Exercise: All the entries that follow must be written out again exactly.

Data extract:
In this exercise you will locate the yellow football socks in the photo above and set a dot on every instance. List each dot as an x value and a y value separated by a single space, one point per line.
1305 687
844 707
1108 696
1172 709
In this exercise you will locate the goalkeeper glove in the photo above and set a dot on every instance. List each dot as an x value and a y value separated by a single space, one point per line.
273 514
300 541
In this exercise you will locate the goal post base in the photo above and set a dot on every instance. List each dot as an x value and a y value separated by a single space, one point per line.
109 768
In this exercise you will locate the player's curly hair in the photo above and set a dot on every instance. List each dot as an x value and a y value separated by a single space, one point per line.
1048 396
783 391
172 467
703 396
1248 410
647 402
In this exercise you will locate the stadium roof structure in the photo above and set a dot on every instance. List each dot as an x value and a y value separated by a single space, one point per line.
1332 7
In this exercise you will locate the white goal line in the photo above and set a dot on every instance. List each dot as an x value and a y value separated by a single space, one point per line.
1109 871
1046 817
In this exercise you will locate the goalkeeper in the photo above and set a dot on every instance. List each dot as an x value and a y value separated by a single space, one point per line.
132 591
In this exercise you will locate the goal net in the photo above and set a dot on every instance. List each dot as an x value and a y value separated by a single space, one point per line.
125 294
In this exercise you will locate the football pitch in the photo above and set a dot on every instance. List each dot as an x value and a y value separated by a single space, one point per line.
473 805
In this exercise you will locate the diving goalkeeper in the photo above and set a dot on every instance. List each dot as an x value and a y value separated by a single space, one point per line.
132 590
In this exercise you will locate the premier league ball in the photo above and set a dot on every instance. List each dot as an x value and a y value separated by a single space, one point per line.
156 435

Solved problem:
In this exercise you will locate the yellow football socks in the photo above and set a dot on every instance. List each dot as an x value and a y value separated by a single space, one point per line.
1305 687
844 707
1108 696
1172 709
In this exercise you will locate the goalkeeper glove in the photo above and set a dot on every instance. List each dot as an x value and a y value separated by a single space, one point per line.
273 514
300 541
In this exercise you will locate the goal post base in the photo above and set a dot on every instance. List each dot as an x value and a y value separated by a single space, one point per line.
109 768
In this exercise you will locate the player's curly hair in the photo above and set a dot on every instance. List each dot as an x value and a y value separated by a single space, one point per line.
1048 396
783 391
172 467
703 396
1248 410
647 402
In this exercise you will locate the stadium roof structure in the photo above and set a dot on every instance. List each dot as an x value and a y value separated by a single space, one point per line.
1332 7
In this exercise you will locate the white goal line in the photo above and set a dot on every instance. List each dot as an x value and a y value separated by a single space, one point per line.
1109 871
1046 817
In this exercise you will locate the goalkeeper in the photo above and set a dot on every instance. List each dot as an x value and a y value separated by a single space, one point per line.
132 591
In this exercise you will locate the goal net in the photo above and set a dot on every instance. List each dot as an x value and a y value separated by a single space, one point per line.
125 294
In this exercise you will locate the football pitch in the photo above and set a dot on every instance. List each dot as an x value and a y value separated by a single space, one point per line.
473 805
In this exercise you will locate the diving goalkeeper in the photo above and set a dot on every instance. List each dot as an x value and a y value separated by a single space, one point per line.
132 590
In this exercise you will locate the premier league ball in the photo above and set a dot on every instance. List each dot as an x value and a y value separated by a single space, one point per line.
156 435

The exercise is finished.